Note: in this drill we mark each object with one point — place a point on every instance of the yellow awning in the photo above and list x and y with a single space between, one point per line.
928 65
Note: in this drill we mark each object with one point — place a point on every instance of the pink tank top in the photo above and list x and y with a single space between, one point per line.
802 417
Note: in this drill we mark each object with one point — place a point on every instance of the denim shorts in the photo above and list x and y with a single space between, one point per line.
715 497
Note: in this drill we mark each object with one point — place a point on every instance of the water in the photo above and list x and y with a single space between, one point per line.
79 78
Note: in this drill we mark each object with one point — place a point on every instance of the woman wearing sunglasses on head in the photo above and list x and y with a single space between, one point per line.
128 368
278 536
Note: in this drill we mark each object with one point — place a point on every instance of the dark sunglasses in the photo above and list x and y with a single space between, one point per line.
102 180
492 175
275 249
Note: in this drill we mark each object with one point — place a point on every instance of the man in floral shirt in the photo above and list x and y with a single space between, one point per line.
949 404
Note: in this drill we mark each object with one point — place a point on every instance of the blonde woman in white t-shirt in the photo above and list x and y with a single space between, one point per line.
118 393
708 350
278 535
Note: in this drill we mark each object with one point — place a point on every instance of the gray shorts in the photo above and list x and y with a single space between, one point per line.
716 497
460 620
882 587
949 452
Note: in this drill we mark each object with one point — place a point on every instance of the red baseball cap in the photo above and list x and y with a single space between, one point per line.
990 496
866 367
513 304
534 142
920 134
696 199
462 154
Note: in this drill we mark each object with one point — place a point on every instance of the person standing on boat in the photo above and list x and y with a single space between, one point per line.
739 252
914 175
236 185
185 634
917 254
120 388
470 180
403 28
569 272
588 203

· · ·

§ THE PROBLEM: Copy the material from the line with "the red baseball" through the end of the material, keeping every request unchanged. Adjust each x and y coordinate in the answers by adding 93.

§ CORRECT ANSWER:
Note: in this drill we mark each object with one point — place a point on every instance of the red baseball cap in the photo above and list x and y with a single space between, one point per line.
1083 589
959 460
606 397
627 235
1013 227
789 292
555 247
Note: in this drill we mark each object with one point — place a point on every instance of the person standing on boat in the photo above and list x and y with a single space between, one point per line.
832 345
1007 268
329 278
278 727
1010 347
213 481
563 273
496 121
662 365
681 296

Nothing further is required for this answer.